Provided passage →

──────────

It’s not as unusual a combination as you may think. What better way to teach your children valuable and relevant lessons than to encourage their entrepreneurial spirits? From a lemonade stand on the corner that loses money to a thriving Internet business, you and your kids can create business plans, models, and learn real lessons about math, economics, and social science by starting a family business.

The economy that we have faced here in the United States in the last few years has been pretty dismal. With record unemployment levels, lay offs, jobs being shipped overseas, high gas prices, and huge numbers of home foreclosures, many Americans have found themselves in desperate situations. Even people who have been able to ride out the economic turmoil without tragic losses have probably had to cut back on expenses.

Others have found themselves getting creative to deal with a lost job and income. More and more people are taking risks on starting businesses because they have nothing left to lose. Our economic landscape is changing and people are moving away from spending thirty years at one company. Many move from job to job or end up working on a contract basis. There is no reason why kids, teens, and homeschooling families can’t get in on this trend. The entrepreneurial spirit can strike anywhere, and there is no better time to delve into starting a business.

──────────

Dataset →
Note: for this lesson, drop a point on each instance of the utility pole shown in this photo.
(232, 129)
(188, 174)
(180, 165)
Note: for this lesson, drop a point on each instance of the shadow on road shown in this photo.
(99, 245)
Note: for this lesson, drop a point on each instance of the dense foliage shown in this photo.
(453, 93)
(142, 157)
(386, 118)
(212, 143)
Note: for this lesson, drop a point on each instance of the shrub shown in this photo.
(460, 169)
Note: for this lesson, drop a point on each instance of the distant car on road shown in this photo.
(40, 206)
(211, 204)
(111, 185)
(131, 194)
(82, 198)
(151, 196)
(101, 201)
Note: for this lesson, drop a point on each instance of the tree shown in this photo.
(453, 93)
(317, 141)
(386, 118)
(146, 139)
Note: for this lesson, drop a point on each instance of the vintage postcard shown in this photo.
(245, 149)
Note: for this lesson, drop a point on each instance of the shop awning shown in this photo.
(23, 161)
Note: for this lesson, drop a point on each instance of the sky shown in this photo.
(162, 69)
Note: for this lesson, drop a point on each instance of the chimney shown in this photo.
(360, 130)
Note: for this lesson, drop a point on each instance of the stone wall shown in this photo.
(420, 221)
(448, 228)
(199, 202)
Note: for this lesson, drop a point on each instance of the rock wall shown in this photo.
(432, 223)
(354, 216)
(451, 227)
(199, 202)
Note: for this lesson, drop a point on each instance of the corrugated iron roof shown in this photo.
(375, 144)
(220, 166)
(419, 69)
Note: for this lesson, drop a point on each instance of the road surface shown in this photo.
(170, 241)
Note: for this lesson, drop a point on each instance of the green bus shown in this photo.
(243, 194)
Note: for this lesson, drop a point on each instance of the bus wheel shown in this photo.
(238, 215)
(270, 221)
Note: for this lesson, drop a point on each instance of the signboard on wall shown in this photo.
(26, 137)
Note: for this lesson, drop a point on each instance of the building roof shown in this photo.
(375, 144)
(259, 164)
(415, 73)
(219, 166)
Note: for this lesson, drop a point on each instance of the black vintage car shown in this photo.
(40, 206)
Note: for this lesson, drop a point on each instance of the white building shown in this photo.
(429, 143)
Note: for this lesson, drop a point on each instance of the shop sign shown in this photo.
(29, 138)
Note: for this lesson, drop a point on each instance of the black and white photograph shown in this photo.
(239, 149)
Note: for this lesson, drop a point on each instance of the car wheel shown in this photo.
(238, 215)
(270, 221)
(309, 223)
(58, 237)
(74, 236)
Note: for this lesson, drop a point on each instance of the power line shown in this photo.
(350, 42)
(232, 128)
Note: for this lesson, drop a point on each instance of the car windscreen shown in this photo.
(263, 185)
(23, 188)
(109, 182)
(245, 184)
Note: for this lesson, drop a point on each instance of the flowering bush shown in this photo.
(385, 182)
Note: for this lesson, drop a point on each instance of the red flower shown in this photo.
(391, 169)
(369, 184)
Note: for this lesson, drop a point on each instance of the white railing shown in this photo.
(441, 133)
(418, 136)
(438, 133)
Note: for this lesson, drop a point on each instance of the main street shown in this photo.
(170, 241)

──────────

Work to complete →
1. Return the stretch from "Others have found" through "starting a business." in the passage on starting a family business, copied word for word.
2. Resume the passage on starting a family business, picking up right after its final sentence.

The responses →
1.
Others have found themselves getting creative to deal with a lost job and income. More and more people are taking risks on starting businesses because they have nothing left to lose. Our economic landscape is changing and people are moving away from spending thirty years at one company. Many move from job to job or end up working on a contract basis. There is no reason why kids, teens, and homeschooling families can’t get in on this trend. The entrepreneurial spirit can strike anywhere, and there is no better time to delve into starting a business.

2.
Be encouraged by what God’s Word says about the discipleship and training of the next generation…

The Novocins

The Novocins of Delaware are just such a family. This homeschooling family has created a successful and thriving online business. The Novocins created their business fourteen years ago, but in the last two years, it has really taken off and provided them with a generous income. Their company is called Estate Auctions, Inc., and they use eBay to list and sell antiques and collectibles for their customers. From their home computer and storage shed, they generate a six-figure income.

The business is a family affair. Mr. Novocin goes to auctions and consigns items from customers, Mrs. Novocin delivers the products, and their teenage sons run the home office and photograph the antiques for their eBay listings. They accomplish all of this while homeschooling the boys. The flexibility of a homeschooling environment allows them to make a living at home and as a family while also giving their sons a great learning opportunity.

How to Get into the Business of Business

Starting a family business could be a small, low-cost venture, or you may have an idea that requires investment, funding, and employees. Either way, there are several things to keep in mind before you tackle this project. And remember, even if the business is not successful, your kids will still learn valuable lessons about what to do and what not to do.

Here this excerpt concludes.